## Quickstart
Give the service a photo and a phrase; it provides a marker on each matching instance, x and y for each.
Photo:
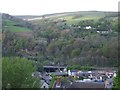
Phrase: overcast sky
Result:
(40, 7)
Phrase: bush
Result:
(17, 73)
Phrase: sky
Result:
(41, 7)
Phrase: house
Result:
(83, 85)
(44, 84)
(73, 72)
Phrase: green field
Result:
(18, 29)
(10, 25)
(70, 19)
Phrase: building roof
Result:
(54, 67)
(85, 85)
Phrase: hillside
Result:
(16, 25)
(71, 38)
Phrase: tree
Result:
(17, 73)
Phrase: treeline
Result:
(57, 43)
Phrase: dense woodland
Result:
(55, 42)
(81, 40)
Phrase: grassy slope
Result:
(70, 16)
(10, 25)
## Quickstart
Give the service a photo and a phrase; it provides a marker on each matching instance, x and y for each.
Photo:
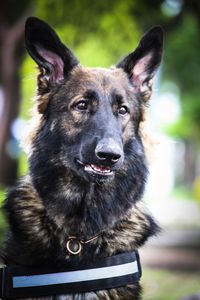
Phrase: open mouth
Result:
(94, 169)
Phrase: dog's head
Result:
(90, 116)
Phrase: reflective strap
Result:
(105, 273)
(75, 276)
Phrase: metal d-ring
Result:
(70, 245)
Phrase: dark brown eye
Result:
(123, 110)
(81, 105)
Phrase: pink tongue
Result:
(101, 168)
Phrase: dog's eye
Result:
(123, 110)
(81, 105)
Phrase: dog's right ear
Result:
(54, 59)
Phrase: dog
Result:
(80, 201)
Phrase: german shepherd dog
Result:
(87, 161)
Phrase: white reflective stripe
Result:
(75, 276)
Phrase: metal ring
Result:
(70, 250)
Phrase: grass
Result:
(169, 285)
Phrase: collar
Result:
(110, 272)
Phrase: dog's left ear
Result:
(54, 59)
(141, 64)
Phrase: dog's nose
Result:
(108, 150)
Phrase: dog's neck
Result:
(82, 206)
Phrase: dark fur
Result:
(58, 198)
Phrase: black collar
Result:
(110, 272)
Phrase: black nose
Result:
(108, 150)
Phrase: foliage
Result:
(169, 285)
(182, 63)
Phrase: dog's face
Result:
(91, 115)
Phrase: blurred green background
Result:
(100, 32)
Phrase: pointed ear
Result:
(141, 64)
(54, 59)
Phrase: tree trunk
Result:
(190, 163)
(11, 52)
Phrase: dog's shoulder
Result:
(133, 230)
(26, 215)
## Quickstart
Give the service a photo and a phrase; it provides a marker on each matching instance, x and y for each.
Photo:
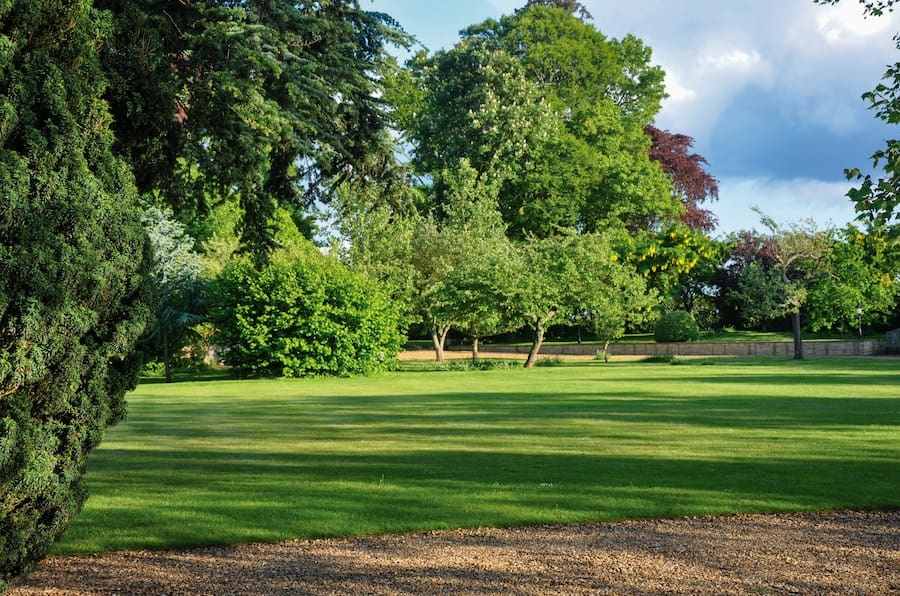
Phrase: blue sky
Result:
(769, 89)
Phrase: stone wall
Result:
(869, 347)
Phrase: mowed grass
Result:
(235, 461)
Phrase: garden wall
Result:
(868, 347)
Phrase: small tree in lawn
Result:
(802, 254)
(177, 270)
(482, 263)
(570, 274)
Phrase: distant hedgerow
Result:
(676, 326)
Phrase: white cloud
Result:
(785, 201)
(845, 22)
(735, 61)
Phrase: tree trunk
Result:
(438, 337)
(536, 344)
(798, 336)
(166, 364)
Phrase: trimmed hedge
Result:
(303, 314)
(74, 273)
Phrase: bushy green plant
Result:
(303, 314)
(74, 272)
(676, 326)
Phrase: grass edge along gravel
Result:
(219, 462)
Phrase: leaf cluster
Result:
(303, 314)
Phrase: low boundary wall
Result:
(867, 347)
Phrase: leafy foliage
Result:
(74, 271)
(864, 275)
(303, 314)
(516, 94)
(676, 326)
(876, 200)
(177, 270)
(564, 277)
(691, 184)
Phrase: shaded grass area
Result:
(222, 461)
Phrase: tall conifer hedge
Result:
(73, 270)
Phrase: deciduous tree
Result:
(691, 183)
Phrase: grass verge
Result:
(222, 461)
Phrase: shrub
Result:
(676, 326)
(661, 359)
(303, 314)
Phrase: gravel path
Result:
(810, 553)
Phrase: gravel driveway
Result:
(810, 553)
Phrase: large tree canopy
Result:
(876, 199)
(74, 261)
(265, 103)
(545, 105)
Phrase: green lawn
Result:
(226, 461)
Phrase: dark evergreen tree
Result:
(263, 103)
(73, 271)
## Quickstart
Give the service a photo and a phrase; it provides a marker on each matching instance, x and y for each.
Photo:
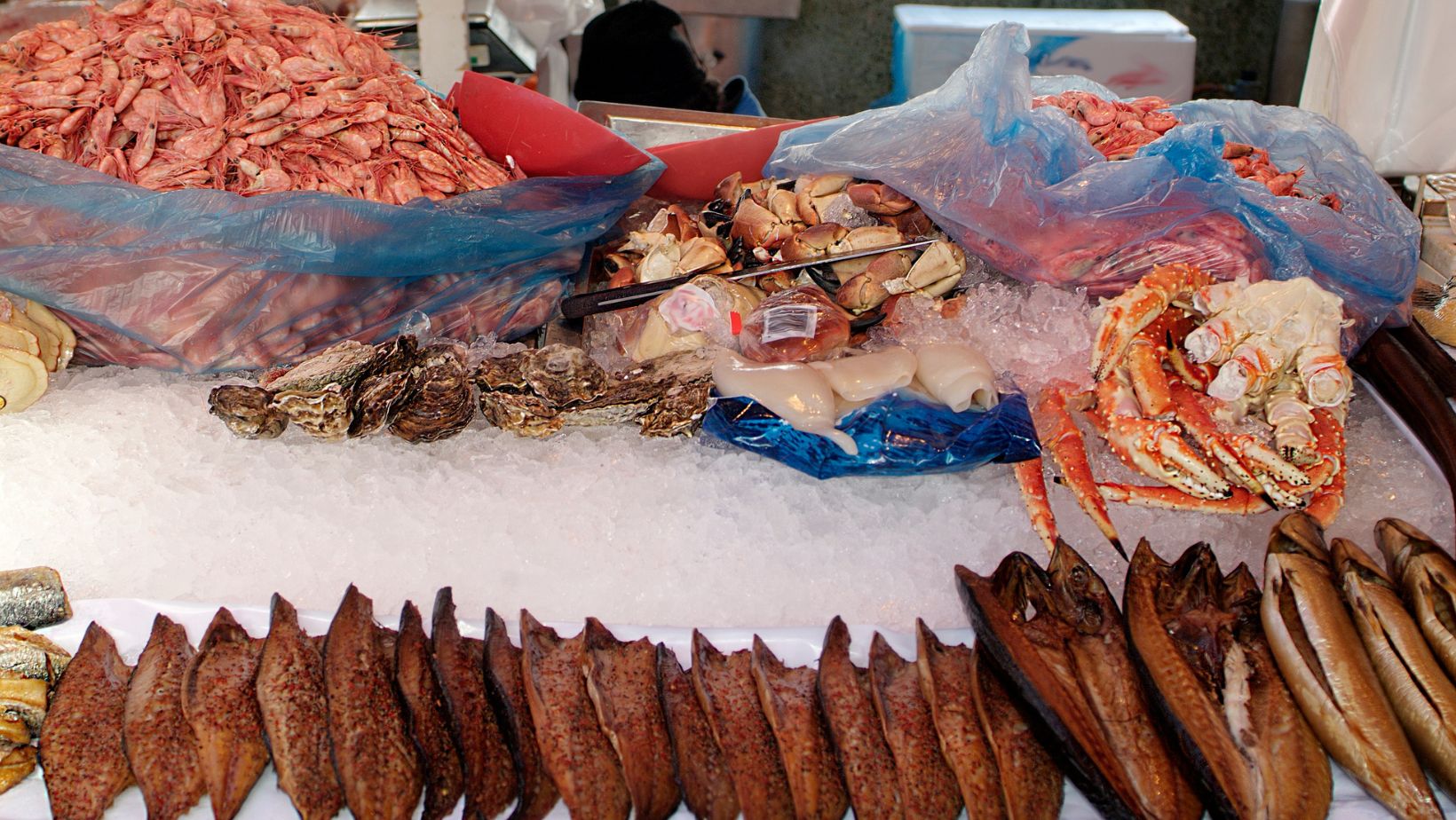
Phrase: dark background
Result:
(835, 59)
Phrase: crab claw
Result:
(866, 288)
(812, 242)
(878, 199)
(759, 227)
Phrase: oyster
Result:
(323, 414)
(376, 399)
(339, 365)
(562, 375)
(440, 406)
(246, 411)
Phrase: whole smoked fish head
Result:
(373, 754)
(507, 688)
(1071, 663)
(1210, 674)
(428, 722)
(161, 743)
(220, 701)
(622, 685)
(82, 749)
(296, 715)
(574, 749)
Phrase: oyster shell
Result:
(323, 414)
(246, 411)
(339, 365)
(521, 414)
(680, 410)
(376, 399)
(562, 375)
(504, 373)
(440, 406)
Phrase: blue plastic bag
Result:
(1025, 190)
(202, 280)
(896, 434)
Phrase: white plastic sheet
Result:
(1383, 72)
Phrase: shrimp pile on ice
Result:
(254, 97)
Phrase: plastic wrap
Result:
(898, 434)
(204, 280)
(1025, 190)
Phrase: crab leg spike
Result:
(1060, 436)
(1242, 501)
(1034, 494)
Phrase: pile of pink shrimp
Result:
(254, 97)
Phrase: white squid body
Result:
(795, 392)
(1262, 329)
(957, 376)
(868, 376)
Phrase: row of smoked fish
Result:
(373, 718)
(1205, 694)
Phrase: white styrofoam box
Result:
(1382, 70)
(1135, 52)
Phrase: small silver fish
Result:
(31, 656)
(32, 597)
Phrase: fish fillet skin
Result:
(859, 742)
(507, 690)
(162, 747)
(730, 698)
(926, 784)
(428, 724)
(489, 772)
(222, 704)
(1030, 777)
(574, 749)
(622, 685)
(700, 763)
(946, 685)
(82, 747)
(373, 754)
(789, 699)
(296, 715)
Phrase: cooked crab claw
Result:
(1328, 674)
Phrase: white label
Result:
(789, 322)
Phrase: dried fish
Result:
(1328, 674)
(789, 699)
(1071, 663)
(428, 722)
(1428, 580)
(28, 654)
(574, 749)
(296, 715)
(32, 597)
(700, 767)
(1200, 643)
(161, 745)
(859, 742)
(622, 685)
(507, 688)
(246, 411)
(489, 774)
(82, 749)
(1420, 692)
(928, 787)
(730, 699)
(222, 704)
(1030, 778)
(376, 761)
(946, 681)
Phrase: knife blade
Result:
(627, 296)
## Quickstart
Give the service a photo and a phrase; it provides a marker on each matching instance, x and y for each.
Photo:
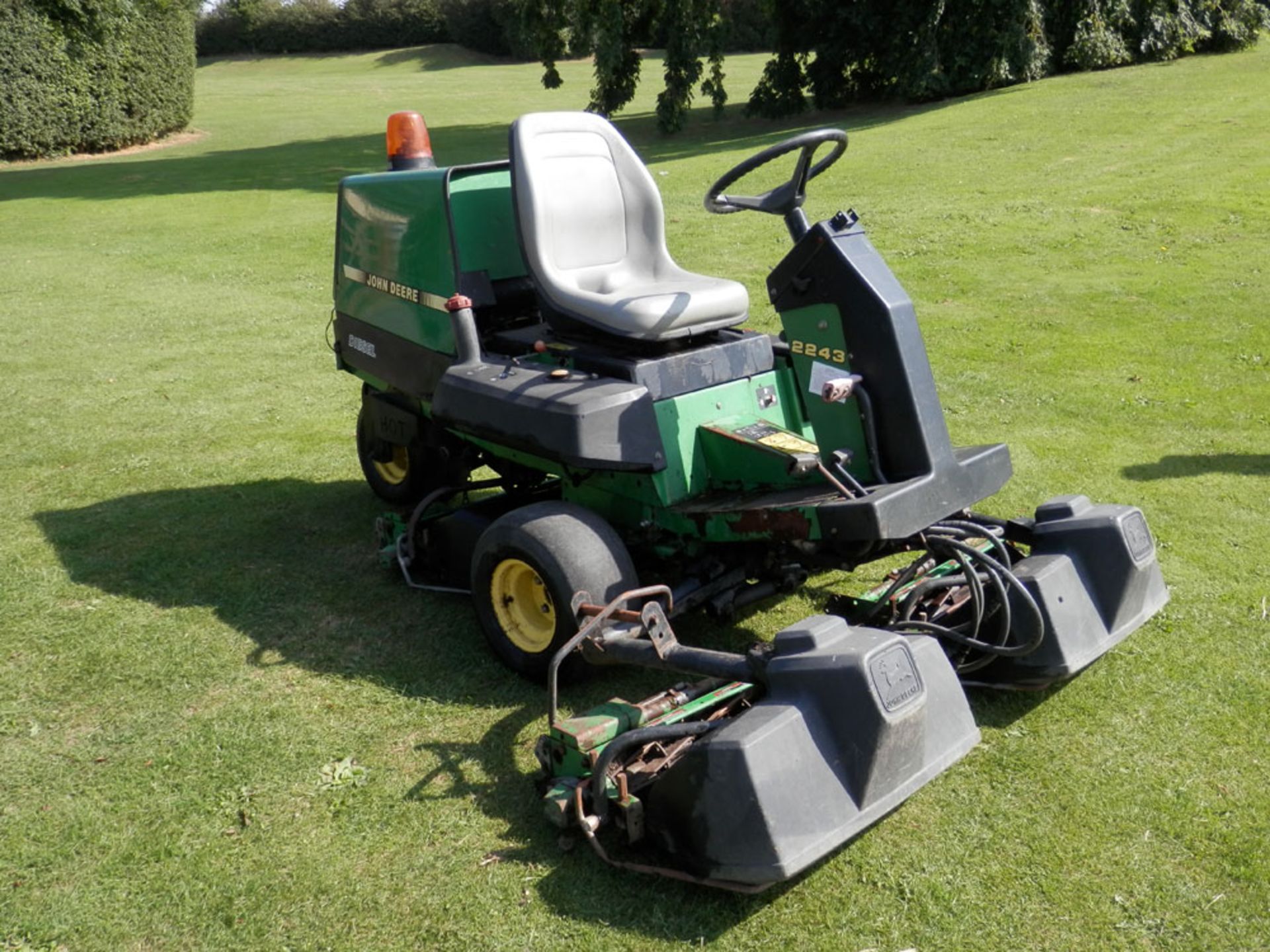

- _Work to complete_
Output every entry word for word, but omit the pictures.

- _Written answer_
## Quickstart
Give the service a photo and a phrase; it provides a marker on each matching instance, x and y for each.
Photo:
Phrase: overcast sky
Result:
(40, 7)
Phrase: bush
Result:
(17, 73)
Phrase: sky
Result:
(41, 7)
Phrase: house
Result:
(83, 85)
(44, 84)
(73, 72)
Phrase: green field
Result:
(18, 29)
(10, 25)
(70, 19)
Phrase: building roof
Result:
(54, 67)
(85, 85)
Phrase: hillside
Result:
(16, 25)
(71, 38)
Phrase: tree
Result:
(17, 73)
Phrase: treeline
Result:
(57, 43)
Phrase: dense woodland
Result:
(55, 42)
(81, 40)
Phrase: grassy slope
Result:
(70, 16)
(10, 25)
## Quickstart
Give the service a photo and a phrase; it provides a marker on each matching instance, x and y for each.
Photo:
Phrase: open mouth
Result:
(94, 169)
Phrase: dog's head
Result:
(90, 116)
Phrase: reflective strap
Result:
(105, 273)
(75, 276)
Phrase: metal d-ring
Result:
(70, 245)
Phrase: dark brown eye
Result:
(123, 110)
(81, 105)
Phrase: pink tongue
Result:
(101, 168)
Phrase: dog's eye
Result:
(123, 110)
(81, 105)
Phrase: dog's right ear
Result:
(54, 59)
Phrase: dog
Result:
(80, 201)
Phrase: german shepherd dog
Result:
(87, 161)
Phrase: white reflective stripe
Result:
(75, 276)
Phrase: metal ring
Result:
(70, 250)
Phrase: grass
Result:
(169, 285)
Phrase: collar
Result:
(110, 272)
Phrase: dog's left ear
Result:
(54, 59)
(141, 64)
Phrase: dog's nose
Result:
(108, 150)
Phrase: dog's neck
Result:
(82, 206)
Phrase: dark fur
Result:
(58, 198)
Phrase: black collar
Result:
(110, 272)
Phrase: black nose
Result:
(108, 150)
Phrase: foliage
Result:
(169, 285)
(182, 63)
Phrase: dog's face
Result:
(91, 115)
Phrase: blurred green background
Result:
(100, 32)
Phrase: pointed ear
Result:
(141, 64)
(54, 59)
Phrase: tree trunk
Result:
(190, 163)
(11, 52)
Phrase: dog's shoulder
Result:
(133, 230)
(26, 215)
## Quickstart
Give the service a photo and a phrase; it provides a marker on each matching instance, x and y for each.
Photo:
Phrase: blue sky
Result:
(769, 89)
Phrase: stone wall
Result:
(869, 347)
Phrase: mowed grass
Result:
(235, 461)
Phrase: garden wall
Result:
(868, 347)
Phrase: small tree in lawn
Result:
(802, 254)
(177, 270)
(482, 263)
(570, 274)
Phrase: distant hedgerow
Result:
(676, 326)
Phrase: white cloud
Result:
(785, 201)
(845, 22)
(735, 61)
Phrase: tree trunk
Result:
(438, 337)
(536, 344)
(798, 336)
(166, 364)
Phrase: trimmed hedge
Result:
(303, 314)
(74, 273)
Phrase: bushy green plant
Result:
(303, 314)
(74, 272)
(676, 326)
Phrase: grass edge along gravel
Result:
(219, 462)
Phrase: leaf cluster
Result:
(303, 314)
Phrase: low boundary wall
Result:
(867, 347)
Phrase: leafy foliage
Result:
(74, 271)
(864, 275)
(303, 314)
(516, 94)
(676, 326)
(876, 200)
(177, 270)
(564, 277)
(691, 184)
Phrase: shaded grass area
Result:
(222, 461)
Phrase: tall conifer hedge
Result:
(73, 270)
Phrase: deciduous tree
Result:
(691, 183)
Phrase: grass verge
Result:
(222, 461)
Phrase: shrub
Result:
(676, 326)
(661, 359)
(303, 314)
Phrase: gravel path
Result:
(810, 553)
Phrase: gravel driveway
Result:
(810, 553)
Phrase: large tree canopy
Result:
(876, 199)
(74, 261)
(265, 103)
(545, 105)
Phrase: green lawn
Result:
(226, 461)
Phrase: dark evergreen tree
Result:
(263, 103)
(73, 271)
## Quickstart
Give the service a photo and a phrase; it provides a marker on each matching instance, x and y for each.
Photo:
Phrase: dark background
Result:
(835, 59)
Phrase: crab claw
Result:
(866, 288)
(812, 242)
(878, 199)
(759, 227)
Phrase: oyster
Result:
(323, 414)
(376, 399)
(339, 365)
(562, 375)
(440, 406)
(246, 411)
Phrase: whole smoked fish head
Result:
(373, 754)
(507, 688)
(1071, 663)
(1210, 674)
(428, 722)
(161, 743)
(220, 701)
(622, 685)
(82, 749)
(296, 715)
(574, 749)
Phrase: oyster shell
Result:
(323, 414)
(246, 411)
(339, 365)
(521, 414)
(680, 410)
(376, 399)
(562, 375)
(504, 373)
(440, 406)
Phrase: blue plastic bag
Result:
(1025, 190)
(202, 280)
(896, 434)
Phrase: white plastic sheet
Result:
(1383, 72)
Phrase: shrimp pile on ice
Result:
(254, 97)
Phrase: plastic wrap
Result:
(898, 434)
(204, 280)
(1025, 190)
Phrase: crab leg spike
Result:
(1060, 436)
(1242, 501)
(1034, 494)
Phrase: pile of pink shrimp
Result:
(254, 97)
Phrase: white squid body
Result:
(795, 392)
(1262, 329)
(957, 376)
(868, 376)
Phrase: row of smoked fish
Result:
(373, 718)
(1205, 694)
Phrase: white styrofoam box
Result:
(1382, 70)
(1135, 52)
Phrase: small silver fish
Result:
(31, 656)
(32, 597)
Phrase: fish fillet skin
Result:
(859, 742)
(507, 690)
(162, 747)
(730, 698)
(926, 784)
(428, 724)
(489, 772)
(222, 704)
(1030, 777)
(574, 749)
(622, 685)
(700, 763)
(946, 685)
(82, 747)
(373, 754)
(789, 699)
(296, 715)
Phrase: cooked crab claw
Result:
(1328, 674)
Phrase: white label
Result:
(789, 322)
Phrase: dried fish
Result:
(1328, 674)
(789, 699)
(1071, 663)
(428, 722)
(1428, 580)
(28, 654)
(574, 749)
(296, 715)
(32, 597)
(700, 767)
(1200, 643)
(161, 745)
(859, 742)
(622, 685)
(507, 688)
(246, 411)
(489, 774)
(82, 749)
(1420, 692)
(928, 787)
(730, 699)
(222, 704)
(1030, 778)
(376, 761)
(946, 681)
Phrase: knife blade
Result:
(627, 296)
## Quickstart
Give the service a photo and a phrase; it provides a marker on each matching instance, x and y for each.
Photo:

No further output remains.